Extract>
----

The 56-43 vote in the Senate this week fell short of the 60 needed to bring up the measure for consideration. The Habeas Corpus Restoration Act of 2007 -- sponsored by Democrat Patrick Leahy of Vermont and Republican Arlen Specter of Pennsylvania -- sought to restore the right to a court hearing for anyone held by the government as a foreign enemy combatant. That right was suspended under the Military Commissions Act of 2006, passed after the Supreme Court ruled in 2004 that the Bush administration could not revoke habeas rights of "illegal enemy combatants."
Those calling for restoring detainees' legal rights include Colin Powell, former chairman of the Joint Chiefs of Staff and former Bush administration secretary of state; Kenneth Starr, the former independent counsel who led the Whitewater investigations; and David Keene, chairman of the American Conservative Union.
Under the Military Commissions Act, non-U.S. citizens labeled illegal enemy combatants come under the jurisdiction of military tribunals entirely outside this country's judicial system. Among other injustices, the tribunal may consider evidence obtained through coercion, and detainees have no guarantees that their cases will ever be heard. Restoring habeas rights is a first step toward dismantling a system that mocks the American sense of justice.

----

Given instruction 1> Name every person the habeas corpus piece mentions by name.
Given instruction 2>
Answer these questions using the habeas corpus piece, marking each answer with its letter:
(a) What was the Senate vote count?
(b) In what year did the Supreme Court rule on the habeas rights of "illegal enemy combatants"?
(c) What kind of evidence may the tribunal consider?
Given instruction 3> Reproduce the passage of the habeas corpus piece starting with "Those calling for" and going on through "sense of justice.".
The data after this point has no connection to the habeas corpus piece.

Source data>

----

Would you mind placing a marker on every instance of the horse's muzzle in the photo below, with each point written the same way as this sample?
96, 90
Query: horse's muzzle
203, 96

----

Exercise result 1> Patrick Leahy, Arlen Specter, Colin Powell, Kenneth Starr, David Keene

Exercise result 2>
(a) 56-43
(b) 2004
(c) Evidence obtained through coercion

Exercise result 3>
Those calling for restoring detainees' legal rights include Colin Powell, former chairman of the Joint Chiefs of Staff and former Bush administration secretary of state; Kenneth Starr, the former independent counsel who led the Whitewater investigations; and David Keene, chairman of the American Conservative Union.
Under the Military Commissions Act, non-U.S. citizens labeled illegal enemy combatants come under the jurisdiction of military tribunals entirely outside this country's judicial system. Among other injustices, the tribunal may consider evidence obtained through coercion, and detainees have no guarantees that their cases will ever be heard. Restoring habeas rights is a first step toward dismantling a system that mocks the American sense of justice.